• _Texto dado_
····················

Foi com o Crystal Palace afundado na tabela classificativa da Premier League, ao fim de apenas quatro jogos disputados, que Roy Hodgson pegou na equipa. Qual filho pródigo que retorna a casa. Afinal, foi ali perto, em Croydon, que nasceu e naquele mesmo piso, Selhurst Park, onde se fez jogador. Para o Palace os alarmes soaram cedo e intensamente. Apenas quatro jogos volvidos, entendeu quem no clube manda não ser precipitado prescindir dos serviços de Frank de Boer tão cedo. Hodgson levou para Selhurst Park uma experiência que o holandês não tinha, porém, foram precisos três jogos para que a magia de Hodgson se fizesse notar. Ao oitavo jogo da temporada, ainda sem qualquer golo marcado na Premier League, Hodgson liderou o Palace a uma retumbante vitória caseira, por 2-1, perante o Chelsea.
O sol, pelo Sul de Londres, foi de pouca dura, porém, a revolução de Hodgson não tardou a surgir. Catorze jornadas depois de tomar conta do clube de infância, Roy Hodgson não só o retirou do fundo do tabela classificativa, como tirou mesmo o Palace da zona de despromoção pela primeira vez desde agosto. Para não mais voltar, liderando mesmo os Eagles a uma série de oito jogos invictos na Premier League entre 18 de novembro e 23 de dezembro. Só o Arsenal acabou por conseguir interromper a impressionante série do emblema do sul de Londres, algo que nem Guardiola e o seu Manchester City conseguiram ontem ao sairem de Selhurst Park empatados a zero. Hodgson tornou-se Rei do Sul de Londres, porém, muito antes disso, era já o Rei do Gelo.

····················

• _Registos_

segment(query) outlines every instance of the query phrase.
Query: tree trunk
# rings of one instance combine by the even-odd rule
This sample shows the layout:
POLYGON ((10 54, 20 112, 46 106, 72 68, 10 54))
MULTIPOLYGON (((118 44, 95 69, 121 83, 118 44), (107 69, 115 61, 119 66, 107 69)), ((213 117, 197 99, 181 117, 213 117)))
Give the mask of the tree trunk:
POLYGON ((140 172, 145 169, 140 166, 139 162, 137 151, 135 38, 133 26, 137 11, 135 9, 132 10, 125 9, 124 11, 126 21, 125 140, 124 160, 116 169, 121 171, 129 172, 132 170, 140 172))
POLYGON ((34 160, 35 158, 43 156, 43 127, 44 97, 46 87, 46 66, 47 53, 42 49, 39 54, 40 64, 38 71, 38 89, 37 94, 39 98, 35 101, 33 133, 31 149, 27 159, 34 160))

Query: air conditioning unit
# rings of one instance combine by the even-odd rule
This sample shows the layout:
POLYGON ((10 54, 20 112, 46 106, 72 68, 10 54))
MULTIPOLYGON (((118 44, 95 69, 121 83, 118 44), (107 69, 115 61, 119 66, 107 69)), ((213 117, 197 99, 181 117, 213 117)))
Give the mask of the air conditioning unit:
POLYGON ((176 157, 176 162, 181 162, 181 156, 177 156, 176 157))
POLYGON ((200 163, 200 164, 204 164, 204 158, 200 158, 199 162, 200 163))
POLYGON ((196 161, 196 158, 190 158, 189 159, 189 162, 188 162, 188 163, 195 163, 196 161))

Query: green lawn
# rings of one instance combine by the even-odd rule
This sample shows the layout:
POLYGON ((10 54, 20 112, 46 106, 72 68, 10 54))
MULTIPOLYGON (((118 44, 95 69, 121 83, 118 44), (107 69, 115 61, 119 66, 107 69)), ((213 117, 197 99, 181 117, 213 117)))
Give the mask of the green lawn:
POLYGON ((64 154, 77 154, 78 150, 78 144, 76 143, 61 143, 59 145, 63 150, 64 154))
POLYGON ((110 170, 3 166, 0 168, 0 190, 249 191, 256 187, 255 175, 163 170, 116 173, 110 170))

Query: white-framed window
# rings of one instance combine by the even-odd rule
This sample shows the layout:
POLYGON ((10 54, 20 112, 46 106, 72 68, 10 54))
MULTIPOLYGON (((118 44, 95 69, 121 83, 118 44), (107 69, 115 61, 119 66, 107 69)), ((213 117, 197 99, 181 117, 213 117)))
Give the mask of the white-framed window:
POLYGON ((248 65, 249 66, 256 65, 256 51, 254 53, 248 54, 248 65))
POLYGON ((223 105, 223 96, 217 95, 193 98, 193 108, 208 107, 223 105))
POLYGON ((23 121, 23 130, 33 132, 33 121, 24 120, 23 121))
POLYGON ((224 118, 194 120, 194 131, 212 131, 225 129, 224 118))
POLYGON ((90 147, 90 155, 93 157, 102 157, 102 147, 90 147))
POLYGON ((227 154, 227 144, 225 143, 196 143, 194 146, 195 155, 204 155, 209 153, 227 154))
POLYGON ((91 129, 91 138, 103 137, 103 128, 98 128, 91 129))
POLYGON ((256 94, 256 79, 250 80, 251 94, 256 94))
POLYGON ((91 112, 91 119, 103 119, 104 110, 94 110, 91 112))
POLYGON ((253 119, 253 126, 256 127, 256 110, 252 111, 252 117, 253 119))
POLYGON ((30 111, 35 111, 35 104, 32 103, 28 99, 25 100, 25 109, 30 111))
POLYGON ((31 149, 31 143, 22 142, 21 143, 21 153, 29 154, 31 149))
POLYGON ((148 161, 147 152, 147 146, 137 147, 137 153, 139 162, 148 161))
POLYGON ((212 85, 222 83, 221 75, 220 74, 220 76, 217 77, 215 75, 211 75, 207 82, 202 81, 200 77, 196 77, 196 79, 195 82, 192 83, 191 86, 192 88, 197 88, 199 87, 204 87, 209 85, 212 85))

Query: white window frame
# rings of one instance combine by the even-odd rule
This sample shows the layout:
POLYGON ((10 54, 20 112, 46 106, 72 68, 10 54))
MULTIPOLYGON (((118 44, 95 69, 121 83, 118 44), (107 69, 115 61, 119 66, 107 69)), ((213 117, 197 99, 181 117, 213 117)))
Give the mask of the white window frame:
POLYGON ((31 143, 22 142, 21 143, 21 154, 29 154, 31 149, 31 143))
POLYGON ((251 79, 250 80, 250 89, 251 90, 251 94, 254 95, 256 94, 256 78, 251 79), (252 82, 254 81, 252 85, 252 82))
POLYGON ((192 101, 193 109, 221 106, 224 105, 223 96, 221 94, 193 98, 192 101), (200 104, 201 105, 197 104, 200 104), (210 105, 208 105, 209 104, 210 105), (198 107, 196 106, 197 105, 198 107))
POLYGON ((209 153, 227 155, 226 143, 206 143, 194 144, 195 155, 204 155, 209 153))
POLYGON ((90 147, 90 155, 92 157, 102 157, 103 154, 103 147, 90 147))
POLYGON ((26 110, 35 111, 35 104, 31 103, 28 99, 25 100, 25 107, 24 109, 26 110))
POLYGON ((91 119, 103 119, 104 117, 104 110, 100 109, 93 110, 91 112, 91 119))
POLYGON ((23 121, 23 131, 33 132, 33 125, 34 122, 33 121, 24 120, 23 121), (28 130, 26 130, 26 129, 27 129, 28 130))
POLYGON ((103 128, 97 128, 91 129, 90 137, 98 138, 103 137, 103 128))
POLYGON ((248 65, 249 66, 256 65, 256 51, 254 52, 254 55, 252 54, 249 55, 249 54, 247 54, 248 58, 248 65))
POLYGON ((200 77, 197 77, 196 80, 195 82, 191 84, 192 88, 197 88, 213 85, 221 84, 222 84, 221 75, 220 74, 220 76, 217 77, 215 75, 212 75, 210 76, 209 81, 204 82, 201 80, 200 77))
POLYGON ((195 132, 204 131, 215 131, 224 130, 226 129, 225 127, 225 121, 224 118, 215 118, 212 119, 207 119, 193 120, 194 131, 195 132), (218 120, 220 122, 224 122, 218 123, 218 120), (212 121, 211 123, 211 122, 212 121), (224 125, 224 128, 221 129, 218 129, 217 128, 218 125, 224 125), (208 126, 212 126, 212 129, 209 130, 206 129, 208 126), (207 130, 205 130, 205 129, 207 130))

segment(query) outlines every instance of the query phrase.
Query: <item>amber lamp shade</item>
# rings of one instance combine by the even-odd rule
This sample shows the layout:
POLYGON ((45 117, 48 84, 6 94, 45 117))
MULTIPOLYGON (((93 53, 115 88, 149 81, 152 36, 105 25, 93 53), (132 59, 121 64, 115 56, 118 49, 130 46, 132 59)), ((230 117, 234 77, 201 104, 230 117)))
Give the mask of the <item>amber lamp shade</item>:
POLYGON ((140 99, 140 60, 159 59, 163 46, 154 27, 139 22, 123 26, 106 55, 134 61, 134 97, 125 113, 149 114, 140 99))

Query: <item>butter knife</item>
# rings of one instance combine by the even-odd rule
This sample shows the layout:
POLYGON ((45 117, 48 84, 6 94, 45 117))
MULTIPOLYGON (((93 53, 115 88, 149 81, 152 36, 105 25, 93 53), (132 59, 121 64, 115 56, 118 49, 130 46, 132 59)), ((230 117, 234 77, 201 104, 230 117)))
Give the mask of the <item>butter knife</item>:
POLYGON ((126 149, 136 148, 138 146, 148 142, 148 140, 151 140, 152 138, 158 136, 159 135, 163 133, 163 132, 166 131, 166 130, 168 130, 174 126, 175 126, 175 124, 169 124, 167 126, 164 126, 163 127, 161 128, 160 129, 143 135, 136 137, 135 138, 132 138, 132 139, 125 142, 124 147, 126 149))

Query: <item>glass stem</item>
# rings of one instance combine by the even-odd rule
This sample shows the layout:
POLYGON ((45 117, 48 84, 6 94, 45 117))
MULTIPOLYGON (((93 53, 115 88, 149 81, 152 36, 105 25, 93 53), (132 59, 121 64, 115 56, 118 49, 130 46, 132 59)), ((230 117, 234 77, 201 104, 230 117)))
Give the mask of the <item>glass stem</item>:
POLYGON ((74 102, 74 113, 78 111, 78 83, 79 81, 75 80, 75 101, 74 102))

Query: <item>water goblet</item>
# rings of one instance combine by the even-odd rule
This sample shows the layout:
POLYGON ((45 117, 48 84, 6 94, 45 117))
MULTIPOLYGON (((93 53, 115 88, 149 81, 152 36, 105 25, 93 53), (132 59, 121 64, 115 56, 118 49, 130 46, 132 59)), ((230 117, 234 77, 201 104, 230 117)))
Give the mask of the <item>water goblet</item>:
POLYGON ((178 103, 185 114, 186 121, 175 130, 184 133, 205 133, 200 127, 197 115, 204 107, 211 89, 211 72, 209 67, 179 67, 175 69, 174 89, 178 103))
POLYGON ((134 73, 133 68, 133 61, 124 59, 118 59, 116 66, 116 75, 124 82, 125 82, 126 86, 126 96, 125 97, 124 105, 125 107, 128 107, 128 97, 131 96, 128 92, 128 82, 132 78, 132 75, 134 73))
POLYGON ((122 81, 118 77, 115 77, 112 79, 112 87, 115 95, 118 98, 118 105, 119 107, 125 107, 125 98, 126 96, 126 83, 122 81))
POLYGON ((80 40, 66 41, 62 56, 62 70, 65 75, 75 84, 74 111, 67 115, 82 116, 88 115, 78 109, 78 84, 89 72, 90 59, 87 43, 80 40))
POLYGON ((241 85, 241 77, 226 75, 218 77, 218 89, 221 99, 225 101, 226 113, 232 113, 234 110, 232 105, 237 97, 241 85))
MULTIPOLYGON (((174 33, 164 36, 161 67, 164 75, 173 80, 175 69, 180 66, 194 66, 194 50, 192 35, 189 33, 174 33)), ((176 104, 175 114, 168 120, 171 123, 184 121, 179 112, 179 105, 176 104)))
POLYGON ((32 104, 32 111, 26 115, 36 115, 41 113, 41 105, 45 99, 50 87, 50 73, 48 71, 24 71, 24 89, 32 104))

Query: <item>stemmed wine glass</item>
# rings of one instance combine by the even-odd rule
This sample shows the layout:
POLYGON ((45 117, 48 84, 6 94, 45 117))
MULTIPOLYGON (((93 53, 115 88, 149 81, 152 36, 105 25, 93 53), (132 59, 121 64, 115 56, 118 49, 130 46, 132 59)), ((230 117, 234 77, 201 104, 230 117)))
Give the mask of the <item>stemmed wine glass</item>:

····················

• _Objetivo do exercício_
Transcreve o trecho do texto sobre Roy Hodgson entre "O sol, pelo" e "Rei do Gelo.", ambos incluídos.

• _Resultado abaixo_
O sol, pelo Sul de Londres, foi de pouca dura, porém, a revolução de Hodgson não tardou a surgir. Catorze jornadas depois de tomar conta do clube de infância, Roy Hodgson não só o retirou do fundo do tabela classificativa, como tirou mesmo o Palace da zona de despromoção pela primeira vez desde agosto. Para não mais voltar, liderando mesmo os Eagles a uma série de oito jogos invictos na Premier League entre 18 de novembro e 23 de dezembro. Só o Arsenal acabou por conseguir interromper a impressionante série do emblema do sul de Londres, algo que nem Guardiola e o seu Manchester City conseguiram ontem ao sairem de Selhurst Park empatados a zero. Hodgson tornou-se Rei do Sul de Londres, porém, muito antes disso, era já o Rei do Gelo.